* _Goal_: Extract every line of the entries below that contains the word "dark".
— begin Material shown —
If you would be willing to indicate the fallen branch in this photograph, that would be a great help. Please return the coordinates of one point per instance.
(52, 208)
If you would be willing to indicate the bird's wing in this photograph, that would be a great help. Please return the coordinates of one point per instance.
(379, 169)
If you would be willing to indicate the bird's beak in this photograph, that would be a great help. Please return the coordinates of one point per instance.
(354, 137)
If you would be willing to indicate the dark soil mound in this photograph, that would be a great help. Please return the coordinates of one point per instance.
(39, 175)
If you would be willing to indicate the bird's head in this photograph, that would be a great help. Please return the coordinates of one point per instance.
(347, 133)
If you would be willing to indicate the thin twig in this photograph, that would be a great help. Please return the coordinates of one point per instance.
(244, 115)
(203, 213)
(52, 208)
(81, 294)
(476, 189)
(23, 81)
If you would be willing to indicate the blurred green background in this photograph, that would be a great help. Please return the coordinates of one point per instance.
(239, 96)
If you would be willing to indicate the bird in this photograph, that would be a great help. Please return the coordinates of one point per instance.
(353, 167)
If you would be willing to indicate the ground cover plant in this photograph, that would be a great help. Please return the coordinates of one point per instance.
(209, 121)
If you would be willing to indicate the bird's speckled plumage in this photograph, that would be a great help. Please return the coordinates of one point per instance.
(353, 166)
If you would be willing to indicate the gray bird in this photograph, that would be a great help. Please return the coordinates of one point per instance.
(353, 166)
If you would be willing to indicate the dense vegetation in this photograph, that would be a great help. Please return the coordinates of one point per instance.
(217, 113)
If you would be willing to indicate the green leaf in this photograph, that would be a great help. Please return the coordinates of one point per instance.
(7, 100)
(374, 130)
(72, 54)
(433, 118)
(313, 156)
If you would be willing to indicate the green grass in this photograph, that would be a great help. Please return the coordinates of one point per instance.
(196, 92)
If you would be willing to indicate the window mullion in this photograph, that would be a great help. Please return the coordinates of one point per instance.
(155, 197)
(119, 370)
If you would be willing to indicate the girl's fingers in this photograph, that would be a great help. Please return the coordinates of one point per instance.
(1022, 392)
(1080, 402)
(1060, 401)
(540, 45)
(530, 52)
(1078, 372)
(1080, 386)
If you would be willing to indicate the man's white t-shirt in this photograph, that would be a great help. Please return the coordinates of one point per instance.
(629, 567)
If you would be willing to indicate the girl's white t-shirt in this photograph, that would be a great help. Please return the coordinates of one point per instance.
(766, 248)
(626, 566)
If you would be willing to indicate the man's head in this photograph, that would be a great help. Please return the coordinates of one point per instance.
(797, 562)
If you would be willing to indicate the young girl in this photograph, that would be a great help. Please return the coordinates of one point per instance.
— end Material shown —
— begin Material shown —
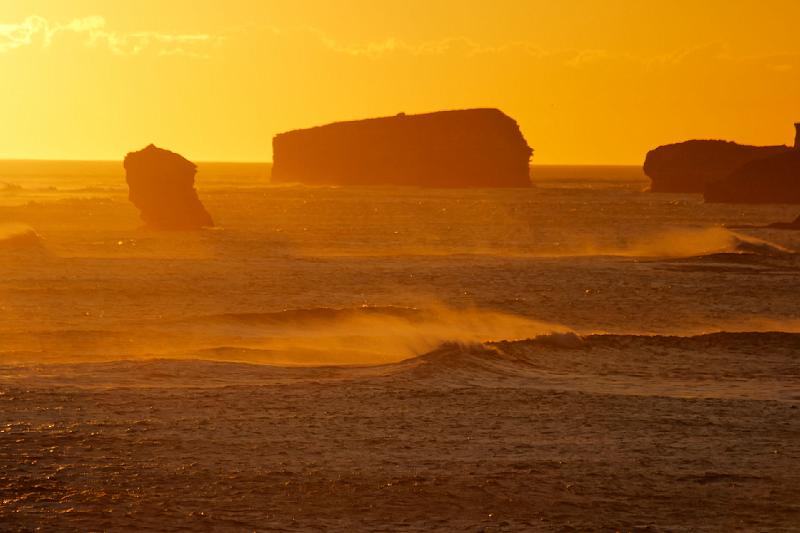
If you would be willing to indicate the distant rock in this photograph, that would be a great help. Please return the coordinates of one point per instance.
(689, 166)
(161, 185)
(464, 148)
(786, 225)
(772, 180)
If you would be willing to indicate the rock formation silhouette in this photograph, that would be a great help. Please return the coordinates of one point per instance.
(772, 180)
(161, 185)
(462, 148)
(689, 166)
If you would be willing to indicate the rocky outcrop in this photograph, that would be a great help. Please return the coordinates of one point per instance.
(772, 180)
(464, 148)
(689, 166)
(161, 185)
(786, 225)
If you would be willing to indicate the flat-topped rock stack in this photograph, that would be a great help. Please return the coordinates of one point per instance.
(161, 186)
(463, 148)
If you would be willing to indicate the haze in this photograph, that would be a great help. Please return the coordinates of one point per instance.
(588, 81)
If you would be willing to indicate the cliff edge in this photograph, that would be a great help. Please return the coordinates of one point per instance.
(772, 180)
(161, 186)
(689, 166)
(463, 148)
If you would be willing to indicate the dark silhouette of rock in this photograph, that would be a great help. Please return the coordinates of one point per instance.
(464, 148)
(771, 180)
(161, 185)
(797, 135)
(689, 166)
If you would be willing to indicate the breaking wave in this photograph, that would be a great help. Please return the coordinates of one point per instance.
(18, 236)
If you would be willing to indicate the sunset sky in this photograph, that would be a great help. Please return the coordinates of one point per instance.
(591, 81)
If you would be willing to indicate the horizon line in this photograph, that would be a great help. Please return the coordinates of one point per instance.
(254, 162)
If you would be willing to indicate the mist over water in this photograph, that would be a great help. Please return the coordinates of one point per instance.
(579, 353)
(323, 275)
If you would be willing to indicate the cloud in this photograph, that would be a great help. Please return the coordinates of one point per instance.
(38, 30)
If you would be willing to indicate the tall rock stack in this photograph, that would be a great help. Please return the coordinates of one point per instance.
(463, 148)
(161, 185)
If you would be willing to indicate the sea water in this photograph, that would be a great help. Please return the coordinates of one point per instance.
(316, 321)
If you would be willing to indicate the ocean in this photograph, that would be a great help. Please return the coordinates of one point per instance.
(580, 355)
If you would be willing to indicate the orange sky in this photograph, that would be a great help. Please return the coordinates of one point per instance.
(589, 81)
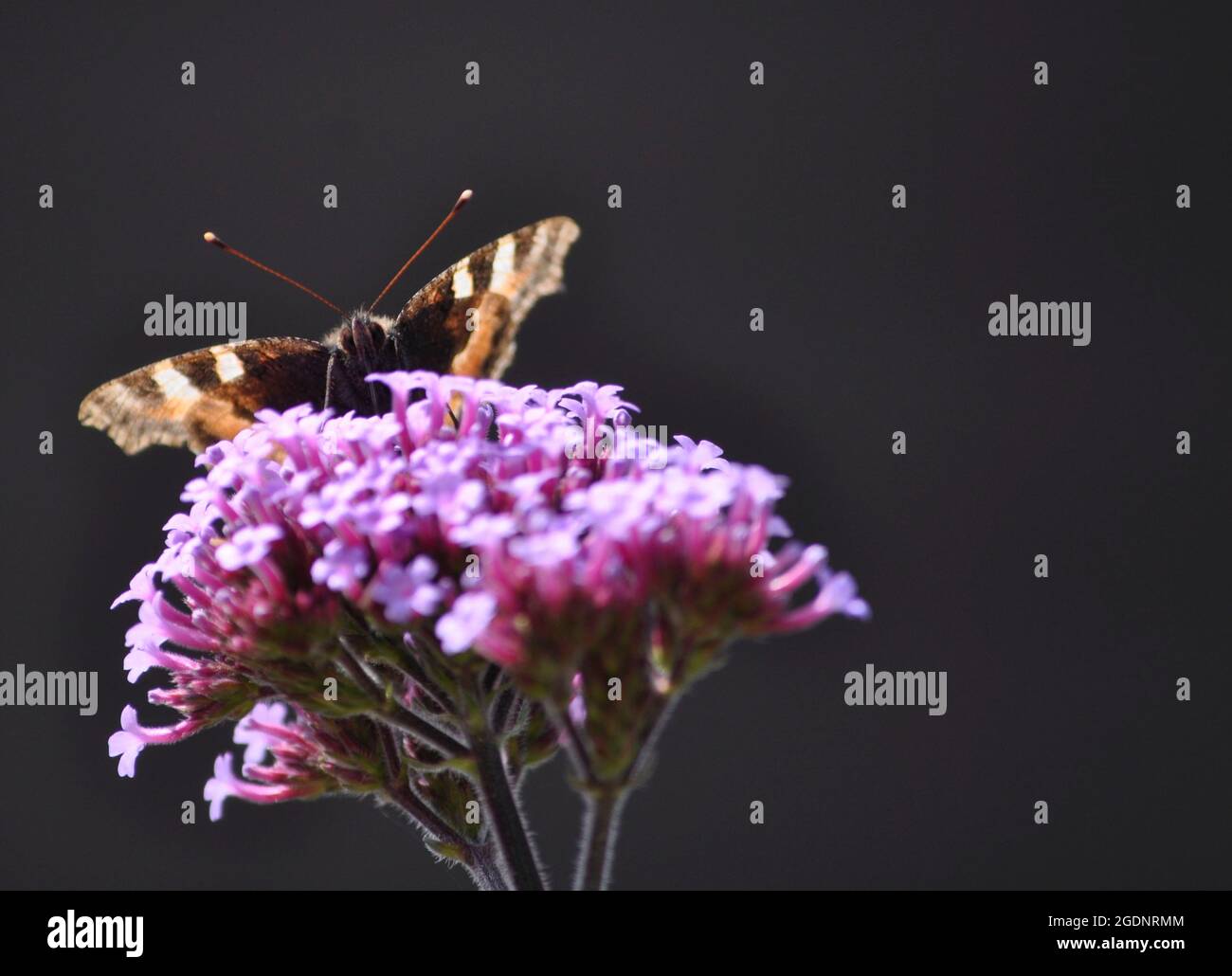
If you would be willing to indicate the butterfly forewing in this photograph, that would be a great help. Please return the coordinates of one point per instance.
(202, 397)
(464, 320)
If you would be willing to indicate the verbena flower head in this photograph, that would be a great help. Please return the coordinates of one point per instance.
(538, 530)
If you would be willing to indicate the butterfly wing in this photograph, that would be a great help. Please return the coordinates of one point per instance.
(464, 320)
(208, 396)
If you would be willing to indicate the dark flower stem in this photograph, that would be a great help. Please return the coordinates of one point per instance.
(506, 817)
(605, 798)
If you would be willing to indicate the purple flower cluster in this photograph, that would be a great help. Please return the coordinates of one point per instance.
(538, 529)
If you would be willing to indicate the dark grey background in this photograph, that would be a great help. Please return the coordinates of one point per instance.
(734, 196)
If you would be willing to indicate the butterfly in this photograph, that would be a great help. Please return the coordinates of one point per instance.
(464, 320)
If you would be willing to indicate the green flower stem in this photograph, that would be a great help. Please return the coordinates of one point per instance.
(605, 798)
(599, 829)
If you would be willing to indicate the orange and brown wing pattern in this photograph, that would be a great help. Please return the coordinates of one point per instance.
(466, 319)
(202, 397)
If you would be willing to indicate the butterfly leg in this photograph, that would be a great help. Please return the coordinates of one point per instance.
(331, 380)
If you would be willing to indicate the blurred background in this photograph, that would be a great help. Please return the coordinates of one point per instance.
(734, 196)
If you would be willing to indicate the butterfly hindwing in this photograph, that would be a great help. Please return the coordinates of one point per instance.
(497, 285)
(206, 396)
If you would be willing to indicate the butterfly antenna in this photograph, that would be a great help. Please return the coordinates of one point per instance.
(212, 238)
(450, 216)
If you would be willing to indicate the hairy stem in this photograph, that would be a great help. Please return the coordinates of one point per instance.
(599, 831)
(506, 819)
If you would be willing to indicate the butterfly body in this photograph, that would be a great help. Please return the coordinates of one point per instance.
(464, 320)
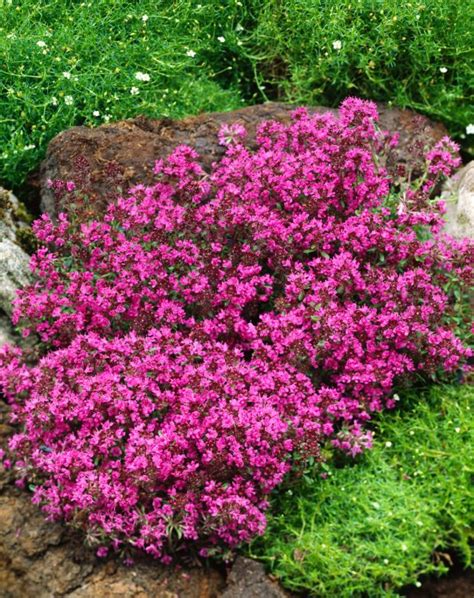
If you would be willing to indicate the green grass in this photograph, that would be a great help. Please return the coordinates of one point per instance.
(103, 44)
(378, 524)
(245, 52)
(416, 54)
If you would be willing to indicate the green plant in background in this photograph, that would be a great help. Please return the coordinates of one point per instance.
— end Material shown —
— begin Material shown —
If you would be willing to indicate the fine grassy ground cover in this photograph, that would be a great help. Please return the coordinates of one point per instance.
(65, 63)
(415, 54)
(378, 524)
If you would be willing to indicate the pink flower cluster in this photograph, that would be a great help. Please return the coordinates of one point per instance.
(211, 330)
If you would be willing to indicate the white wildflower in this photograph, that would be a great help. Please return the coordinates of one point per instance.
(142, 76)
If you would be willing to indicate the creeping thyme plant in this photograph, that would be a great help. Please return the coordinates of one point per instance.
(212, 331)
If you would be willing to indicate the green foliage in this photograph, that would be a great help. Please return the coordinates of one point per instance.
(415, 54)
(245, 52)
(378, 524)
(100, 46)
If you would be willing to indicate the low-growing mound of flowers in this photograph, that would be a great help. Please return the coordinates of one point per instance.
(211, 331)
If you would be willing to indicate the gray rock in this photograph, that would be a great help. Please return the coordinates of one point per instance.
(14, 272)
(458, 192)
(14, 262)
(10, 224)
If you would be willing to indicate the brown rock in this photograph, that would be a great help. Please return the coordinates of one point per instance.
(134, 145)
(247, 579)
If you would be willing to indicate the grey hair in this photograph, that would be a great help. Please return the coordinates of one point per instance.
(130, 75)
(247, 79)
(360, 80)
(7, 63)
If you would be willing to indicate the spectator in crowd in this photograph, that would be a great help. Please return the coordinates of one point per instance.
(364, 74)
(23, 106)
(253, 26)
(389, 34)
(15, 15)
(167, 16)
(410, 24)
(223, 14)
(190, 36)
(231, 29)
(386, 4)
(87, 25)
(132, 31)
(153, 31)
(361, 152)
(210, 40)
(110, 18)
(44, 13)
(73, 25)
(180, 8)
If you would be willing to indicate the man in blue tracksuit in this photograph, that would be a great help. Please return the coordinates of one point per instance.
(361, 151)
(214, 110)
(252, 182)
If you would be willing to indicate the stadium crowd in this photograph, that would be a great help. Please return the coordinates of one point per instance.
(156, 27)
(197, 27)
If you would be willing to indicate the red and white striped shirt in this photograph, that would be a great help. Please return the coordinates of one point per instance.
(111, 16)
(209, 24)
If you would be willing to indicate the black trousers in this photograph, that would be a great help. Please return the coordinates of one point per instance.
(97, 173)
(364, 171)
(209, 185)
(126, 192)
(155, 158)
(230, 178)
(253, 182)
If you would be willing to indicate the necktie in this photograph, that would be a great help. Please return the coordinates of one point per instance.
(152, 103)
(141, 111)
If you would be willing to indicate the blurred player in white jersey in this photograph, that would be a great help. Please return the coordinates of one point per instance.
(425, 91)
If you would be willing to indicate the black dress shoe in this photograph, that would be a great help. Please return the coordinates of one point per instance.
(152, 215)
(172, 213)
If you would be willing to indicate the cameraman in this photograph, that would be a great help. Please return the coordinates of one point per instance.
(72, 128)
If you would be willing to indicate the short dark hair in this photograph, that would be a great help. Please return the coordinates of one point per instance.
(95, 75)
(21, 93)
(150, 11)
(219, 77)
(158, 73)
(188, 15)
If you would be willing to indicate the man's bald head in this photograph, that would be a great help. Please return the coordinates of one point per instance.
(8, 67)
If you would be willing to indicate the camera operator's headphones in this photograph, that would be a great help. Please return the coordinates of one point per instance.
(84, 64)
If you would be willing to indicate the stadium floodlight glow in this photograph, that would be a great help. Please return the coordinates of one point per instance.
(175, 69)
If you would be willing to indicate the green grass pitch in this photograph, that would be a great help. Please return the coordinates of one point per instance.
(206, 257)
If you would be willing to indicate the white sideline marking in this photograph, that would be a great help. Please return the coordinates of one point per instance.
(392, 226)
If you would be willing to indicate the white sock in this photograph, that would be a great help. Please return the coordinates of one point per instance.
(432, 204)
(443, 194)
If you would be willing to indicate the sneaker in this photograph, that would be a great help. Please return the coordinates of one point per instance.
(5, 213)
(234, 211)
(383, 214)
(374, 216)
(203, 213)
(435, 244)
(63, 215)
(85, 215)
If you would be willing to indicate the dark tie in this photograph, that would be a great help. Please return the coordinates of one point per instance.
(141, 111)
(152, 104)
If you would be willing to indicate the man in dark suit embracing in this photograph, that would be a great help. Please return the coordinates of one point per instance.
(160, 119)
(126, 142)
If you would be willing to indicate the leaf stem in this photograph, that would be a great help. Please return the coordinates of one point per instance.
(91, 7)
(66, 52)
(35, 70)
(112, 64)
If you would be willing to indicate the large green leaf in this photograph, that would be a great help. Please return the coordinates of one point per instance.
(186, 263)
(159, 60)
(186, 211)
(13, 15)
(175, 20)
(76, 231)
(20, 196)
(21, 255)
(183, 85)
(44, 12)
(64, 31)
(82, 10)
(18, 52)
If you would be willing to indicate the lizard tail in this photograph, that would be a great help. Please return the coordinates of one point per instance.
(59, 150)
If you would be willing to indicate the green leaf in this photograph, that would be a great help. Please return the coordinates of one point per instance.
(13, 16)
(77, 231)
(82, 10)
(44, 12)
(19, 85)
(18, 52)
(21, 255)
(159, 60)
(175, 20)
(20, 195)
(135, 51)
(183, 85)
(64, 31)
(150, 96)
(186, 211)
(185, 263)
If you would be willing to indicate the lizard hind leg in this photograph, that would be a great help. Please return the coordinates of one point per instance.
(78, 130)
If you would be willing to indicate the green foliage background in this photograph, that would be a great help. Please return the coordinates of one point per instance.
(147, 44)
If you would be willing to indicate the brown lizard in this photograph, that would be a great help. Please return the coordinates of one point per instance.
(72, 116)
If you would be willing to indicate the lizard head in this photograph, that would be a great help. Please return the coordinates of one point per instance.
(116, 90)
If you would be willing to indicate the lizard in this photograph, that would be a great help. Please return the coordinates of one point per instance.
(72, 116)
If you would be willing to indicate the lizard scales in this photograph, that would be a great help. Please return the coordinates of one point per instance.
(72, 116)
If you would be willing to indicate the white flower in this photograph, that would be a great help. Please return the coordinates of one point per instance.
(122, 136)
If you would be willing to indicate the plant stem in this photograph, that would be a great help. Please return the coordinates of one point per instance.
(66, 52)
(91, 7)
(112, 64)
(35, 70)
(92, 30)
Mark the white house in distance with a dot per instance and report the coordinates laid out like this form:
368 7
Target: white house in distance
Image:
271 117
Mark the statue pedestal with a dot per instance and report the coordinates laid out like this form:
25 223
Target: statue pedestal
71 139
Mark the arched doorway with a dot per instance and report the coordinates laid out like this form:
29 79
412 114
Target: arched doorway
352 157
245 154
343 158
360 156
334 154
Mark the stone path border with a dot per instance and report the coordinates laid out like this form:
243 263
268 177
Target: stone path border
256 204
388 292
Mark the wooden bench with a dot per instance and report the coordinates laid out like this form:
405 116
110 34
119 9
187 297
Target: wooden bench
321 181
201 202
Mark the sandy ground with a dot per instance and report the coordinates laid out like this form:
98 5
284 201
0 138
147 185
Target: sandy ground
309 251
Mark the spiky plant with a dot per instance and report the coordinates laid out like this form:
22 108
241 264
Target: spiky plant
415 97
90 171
— end Material shown —
* _Answer for the task_:
If you would be willing to indicate the dark soil mound in this photograph, that would be a great help. Please return the coordinates of one point per instance.
If you would be willing to indicate the dark silhouette of rock in this photograph, that would be a great help. Please return the coordinates of one point per instance.
If you would be willing to indicate the dark flower stem in this photograph, that would be a great help. Please return the coordinates of one point per instance.
If you would be willing to indicate the dark grey background in this photograph, that would be a great help. Please return the coordinates of one point per instance.
If you would be willing to indicate the short dark hair in this photograph, that would be a great help. Please return the coordinates of one point per instance.
If you would be willing to indicate the dark tie in this photograph, that would be a great help. Please return the coordinates of one point per instance.
If you would be willing to indicate the man in dark suit embracing in this photograph, that would be a great help. Please return the coordinates of one point per instance.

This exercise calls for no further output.